More Jackson County Opinions...

OCTOBER 27, 2004


Column

By: Virgil Adams
The Jackson Herald
October 27, 2004

Politics: hazardous to your health
I have little hope that this epistle will heal the rift between far-left liberals and far-right conservatives, vis-a-vis Democrats and Republicans.
The late Lyndon Baines Johnson’s plea, “come let us reason together,” falls on deaf ears today. Reason is on life support. Compromise is dead.
Civility? What’s that?
We are in deep trouble, folks. Be that as it may, as one of the five or six moderates left on earth, I must try to save us. (Oh how I wish I could!)
One great hope is Tuesday’s election. If we don’t get behind the winner - whoever he is - close ranks, come together, stand up for America and stop fighting among ourselves, we are doomed. United we stand! Divided we fall.

• Data shown:

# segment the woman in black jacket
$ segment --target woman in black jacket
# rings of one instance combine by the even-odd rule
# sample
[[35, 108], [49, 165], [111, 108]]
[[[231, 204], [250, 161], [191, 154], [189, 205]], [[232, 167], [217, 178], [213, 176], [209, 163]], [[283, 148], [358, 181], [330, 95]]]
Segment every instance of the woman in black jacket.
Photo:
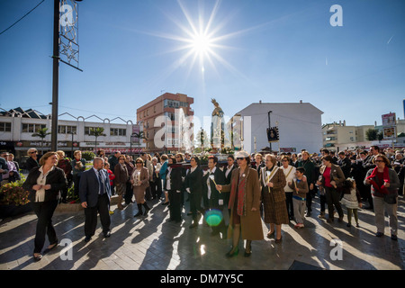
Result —
[[35, 234], [33, 257], [36, 261], [42, 258], [40, 254], [48, 235], [50, 246], [47, 250], [58, 245], [58, 238], [52, 225], [52, 215], [58, 206], [59, 191], [65, 188], [65, 173], [57, 167], [58, 154], [47, 152], [40, 159], [40, 166], [32, 168], [22, 187], [30, 192], [29, 200], [32, 210], [38, 216]]
[[203, 209], [201, 207], [202, 169], [200, 166], [200, 159], [196, 156], [191, 158], [190, 165], [190, 173], [185, 176], [185, 191], [190, 194], [190, 212], [193, 215], [193, 223], [190, 228], [194, 228], [198, 226], [201, 215], [203, 214]]
[[168, 192], [170, 202], [170, 221], [177, 223], [182, 220], [182, 167], [176, 166], [174, 157], [168, 158], [165, 190]]
[[38, 150], [34, 148], [30, 148], [27, 151], [29, 156], [27, 162], [25, 162], [25, 168], [30, 172], [32, 168], [38, 167], [40, 165], [38, 164], [37, 157]]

• Instructions to follow: Reproduce the politics column word for word from "We are in deep" to "Divided we fall.".

• Complete output:
We are in deep trouble, folks. Be that as it may, as one of the five or six moderates left on earth, I must try to save us. (Oh how I wish I could!)
One great hope is Tuesday’s election. If we don’t get behind the winner - whoever he is - close ranks, come together, stand up for America and stop fighting among ourselves, we are doomed. United we stand! Divided we fall.